■ **Reading text**:
I did my 6 hour application and got a message back the next week. "Hey, you look great on paper. Please do these tasks so we can decide if you're worth talking to." (They didn't say it like that.) Bleh, the task assessment - another firewall to weed out people like me. They are very effective - I see why companies do it, but it's certainly a drawback for the people who rely almost exclusively on their personality to get hired. For this assessment I had to proofread and correct a memo and then write a couple emails in different voices depending on the client. Easy. The third task was to make an Excel spreadsheet with the following data. So I made the spreadsheet. I don't have a lot of Excel experience but I felt great about the numbers I put in the boxes. But then things went south.
1. By what percentage did the click ratio improve overtime? Show your math.
2. If the x/y ratio held steady, how many y would be required to reach 250? Show your math.
3. Based on the drop in average from a to b, should the client be worried about the c rate? Explain your reasoning."
An irritated worry set in. For a writers role, this seemed excessively mathy. Would I be doing stuff like this everyday? Is this a spreadsheet job disguised as creative writing? What kind of superhuman writer mathematician are they looking for? A creative writing degree with a minor in trigonometry? And at that salary? I decided to forge on. Just do it. You don't have to take the job if it's not what you thought.
"What do they want to know here?" I asked, sweetly with the utmost patience.
"Well they want to know how the ratio changed."
"Hmm..." I thought for a minute. "Hey, do you know how the ratio changed?"
Brett tried to explain the concept to me but when it turned out that I hadn't learned the principles of the math he was doing, he looped around to the beginning with a bit of a disgusted attitude. "Ok, a fraction is a percent of a whole."
"I know that," I spat back at him.
"Well if you did, you'd know that x over y is equal to..."
"But I don't know why they think people just know this."
"People do just know this."
"No they don't."
"Yes they do. I do this all day long. It's basic math." His tone of mild disgust had given way to something nearly pompous. We had both become annoyed with each other but we didn't want to be, so we forged on. Brett solved the first one for me.

■ **Source data**:
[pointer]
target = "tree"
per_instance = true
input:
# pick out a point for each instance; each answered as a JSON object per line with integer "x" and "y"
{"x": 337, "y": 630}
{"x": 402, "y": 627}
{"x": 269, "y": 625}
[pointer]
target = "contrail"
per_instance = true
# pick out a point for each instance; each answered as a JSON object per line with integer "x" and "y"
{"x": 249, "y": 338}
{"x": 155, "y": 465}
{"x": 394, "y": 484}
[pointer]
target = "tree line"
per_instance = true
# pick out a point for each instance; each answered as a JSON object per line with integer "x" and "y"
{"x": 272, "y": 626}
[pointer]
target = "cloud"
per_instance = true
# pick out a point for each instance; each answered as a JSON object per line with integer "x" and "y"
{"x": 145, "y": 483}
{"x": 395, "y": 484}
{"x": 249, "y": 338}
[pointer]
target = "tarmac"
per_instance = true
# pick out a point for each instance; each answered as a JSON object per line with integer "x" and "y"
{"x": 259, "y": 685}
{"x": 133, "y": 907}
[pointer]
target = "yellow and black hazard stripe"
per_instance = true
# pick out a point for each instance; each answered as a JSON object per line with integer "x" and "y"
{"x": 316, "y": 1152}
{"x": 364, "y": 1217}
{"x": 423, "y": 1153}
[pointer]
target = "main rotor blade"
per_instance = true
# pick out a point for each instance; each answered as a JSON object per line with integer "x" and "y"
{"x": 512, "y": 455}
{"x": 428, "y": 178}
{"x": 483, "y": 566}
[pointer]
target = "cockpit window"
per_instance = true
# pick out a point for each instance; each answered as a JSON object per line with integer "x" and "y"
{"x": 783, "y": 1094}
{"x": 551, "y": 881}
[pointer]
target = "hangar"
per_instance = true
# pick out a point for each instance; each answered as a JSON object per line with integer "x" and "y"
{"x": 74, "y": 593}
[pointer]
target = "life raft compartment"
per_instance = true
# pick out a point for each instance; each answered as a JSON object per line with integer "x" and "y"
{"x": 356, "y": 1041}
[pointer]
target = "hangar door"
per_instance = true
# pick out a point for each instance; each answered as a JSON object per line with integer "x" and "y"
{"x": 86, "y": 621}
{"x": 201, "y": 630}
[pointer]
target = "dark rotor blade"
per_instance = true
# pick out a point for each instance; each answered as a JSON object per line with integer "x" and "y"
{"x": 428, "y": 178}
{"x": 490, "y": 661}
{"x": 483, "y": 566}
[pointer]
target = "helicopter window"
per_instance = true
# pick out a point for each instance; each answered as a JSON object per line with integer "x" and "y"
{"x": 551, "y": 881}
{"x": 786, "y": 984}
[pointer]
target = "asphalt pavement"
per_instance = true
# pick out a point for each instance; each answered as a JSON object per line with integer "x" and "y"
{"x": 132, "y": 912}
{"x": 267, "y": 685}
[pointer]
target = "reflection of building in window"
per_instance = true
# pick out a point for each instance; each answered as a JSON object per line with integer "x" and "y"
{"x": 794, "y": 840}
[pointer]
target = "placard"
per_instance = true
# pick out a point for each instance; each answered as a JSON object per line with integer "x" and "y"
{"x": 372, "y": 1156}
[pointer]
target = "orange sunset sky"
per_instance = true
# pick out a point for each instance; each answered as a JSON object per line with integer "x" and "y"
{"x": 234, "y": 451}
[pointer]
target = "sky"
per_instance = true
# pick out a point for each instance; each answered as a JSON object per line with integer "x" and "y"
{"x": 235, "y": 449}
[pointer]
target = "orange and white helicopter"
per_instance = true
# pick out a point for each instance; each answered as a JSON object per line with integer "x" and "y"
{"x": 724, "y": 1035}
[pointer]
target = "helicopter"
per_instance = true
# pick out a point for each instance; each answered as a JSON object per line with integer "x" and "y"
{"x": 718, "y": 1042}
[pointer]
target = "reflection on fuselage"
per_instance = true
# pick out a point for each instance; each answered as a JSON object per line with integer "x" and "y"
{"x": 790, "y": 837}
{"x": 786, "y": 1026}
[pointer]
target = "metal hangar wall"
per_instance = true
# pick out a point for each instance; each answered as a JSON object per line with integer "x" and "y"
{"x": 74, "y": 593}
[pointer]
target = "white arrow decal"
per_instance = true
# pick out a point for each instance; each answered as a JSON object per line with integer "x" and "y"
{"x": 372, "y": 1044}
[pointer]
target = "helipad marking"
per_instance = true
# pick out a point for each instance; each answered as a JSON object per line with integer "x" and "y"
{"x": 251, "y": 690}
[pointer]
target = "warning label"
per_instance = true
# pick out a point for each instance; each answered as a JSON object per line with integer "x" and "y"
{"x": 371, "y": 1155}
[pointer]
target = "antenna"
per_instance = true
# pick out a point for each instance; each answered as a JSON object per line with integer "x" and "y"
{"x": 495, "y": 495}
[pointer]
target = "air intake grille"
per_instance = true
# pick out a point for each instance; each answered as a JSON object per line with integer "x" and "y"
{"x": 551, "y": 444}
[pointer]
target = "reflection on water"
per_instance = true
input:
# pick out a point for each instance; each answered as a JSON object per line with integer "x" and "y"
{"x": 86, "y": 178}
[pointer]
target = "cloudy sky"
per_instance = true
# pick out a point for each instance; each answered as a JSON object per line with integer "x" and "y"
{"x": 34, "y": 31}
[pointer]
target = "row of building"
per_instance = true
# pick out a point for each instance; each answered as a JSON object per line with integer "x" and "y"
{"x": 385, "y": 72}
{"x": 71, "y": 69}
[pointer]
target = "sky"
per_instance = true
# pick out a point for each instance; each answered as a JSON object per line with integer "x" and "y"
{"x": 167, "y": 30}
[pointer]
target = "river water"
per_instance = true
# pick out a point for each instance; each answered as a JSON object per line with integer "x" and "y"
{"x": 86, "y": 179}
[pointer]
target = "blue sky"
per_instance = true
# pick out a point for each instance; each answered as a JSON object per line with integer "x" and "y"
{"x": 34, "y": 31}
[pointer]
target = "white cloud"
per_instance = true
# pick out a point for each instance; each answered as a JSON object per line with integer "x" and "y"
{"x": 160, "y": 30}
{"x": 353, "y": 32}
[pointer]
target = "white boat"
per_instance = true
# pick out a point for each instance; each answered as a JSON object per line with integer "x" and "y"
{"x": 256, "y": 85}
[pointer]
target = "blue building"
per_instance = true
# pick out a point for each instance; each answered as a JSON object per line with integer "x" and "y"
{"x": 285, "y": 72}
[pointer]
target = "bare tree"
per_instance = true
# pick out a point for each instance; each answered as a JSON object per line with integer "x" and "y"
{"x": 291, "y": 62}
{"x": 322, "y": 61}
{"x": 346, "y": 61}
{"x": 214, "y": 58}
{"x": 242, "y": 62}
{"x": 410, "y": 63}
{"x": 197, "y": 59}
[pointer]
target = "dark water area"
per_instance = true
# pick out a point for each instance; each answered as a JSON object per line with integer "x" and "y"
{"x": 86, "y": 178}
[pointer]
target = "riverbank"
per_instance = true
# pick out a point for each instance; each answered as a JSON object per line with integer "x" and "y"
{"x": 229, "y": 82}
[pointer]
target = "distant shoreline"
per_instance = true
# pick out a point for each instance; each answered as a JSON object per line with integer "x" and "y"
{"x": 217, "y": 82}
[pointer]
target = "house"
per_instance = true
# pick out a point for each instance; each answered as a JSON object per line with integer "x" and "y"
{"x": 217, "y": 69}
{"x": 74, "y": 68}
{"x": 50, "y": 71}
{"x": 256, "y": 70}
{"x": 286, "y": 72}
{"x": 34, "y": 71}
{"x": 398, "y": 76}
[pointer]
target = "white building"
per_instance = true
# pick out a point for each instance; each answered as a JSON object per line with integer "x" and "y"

■ **Tasks for this exercise**:
1: Render the sentence "I decided to forge on." from the job-assessment story in Spanish.
2: Please copy word for word everything in the job-assessment story from "2. If the x/y" down to "the utmost patience.".
Work only from the text and not the data.

■ **Solution list**:
1: Decidí seguir adelante.

2:
2. If the x/y ratio held steady, how many y would be required to reach 250? Show your math.
3. Based on the drop in average from a to b, should the client be worried about the c rate? Explain your reasoning."
An irritated worry set in. For a writers role, this seemed excessively mathy. Would I be doing stuff like this everyday? Is this a spreadsheet job disguised as creative writing? What kind of superhuman writer mathematician are they looking for? A creative writing degree with a minor in trigonometry? And at that salary? I decided to forge on. Just do it. You don't have to take the job if it's not what you thought.
"What do they want to know here?" I asked, sweetly with the utmost patience.